His first job at Les Ambassadeurs was making breakfast. Every day he started at 6 AM, going down into the kitchen to crack eggs, make omelettes, and arrange baskets of croissants. An apprentice is in a kitchen to learn and to experience kitchen life, so during the following two years he worked every station — fish, meat, vegetables, prep. By the time his apprenticeship ended he had been promoted to commis de sauce, the assistant to the chef saucier (the cook in charge of all the sauces) — a heady achievement for a young chef.
It's only a twenty-minute walk from Les Ambassadeurs in the 8th Arrondissement to restaurant Le Grand Véfour in the 1st Arrondissement, but on that walk in 1983 Frédéric climbed the Michelin ladder a notch — from two stars to three. There he took his position behind the piano as the chef de partie sauce. Located on the garden courtyard of the Palais Royal, Le Grand Véfour was another celebrity favorite and, during his three years behind the stove, he cooked for the likes of the Aga Khan and Prince Rainier of Monaco. But it was three years later that he won what was to the young chef his dream job.
◆ ◆ ◆ ◆
**TASK DIRECTIONS**
Reproduce word for word the section of the passage on Frédéric's early kitchen career that begins with the words containing "It's only a" and ends with "his dream job.".

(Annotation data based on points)
◆ ◆ ◆ ◆
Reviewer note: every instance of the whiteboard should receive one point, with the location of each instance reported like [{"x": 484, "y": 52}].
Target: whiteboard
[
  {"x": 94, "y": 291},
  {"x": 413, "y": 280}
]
◆ ◆ ◆ ◆
**SOLUTION TO THIS PROBLEM**
It's only a twenty-minute walk from Les Ambassadeurs in the 8th Arrondissement to restaurant Le Grand Véfour in the 1st Arrondissement, but on that walk in 1983 Frédéric climbed the Michelin ladder a notch — from two stars to three. There he took his position behind the piano as the chef de partie sauce. Located on the garden courtyard of the Palais Royal, Le Grand Véfour was another celebrity favorite and, during his three years behind the stove, he cooked for the likes of the Aga Khan and Prince Rainier of Monaco. But it was three years later that he won what was to the young chef his dream job.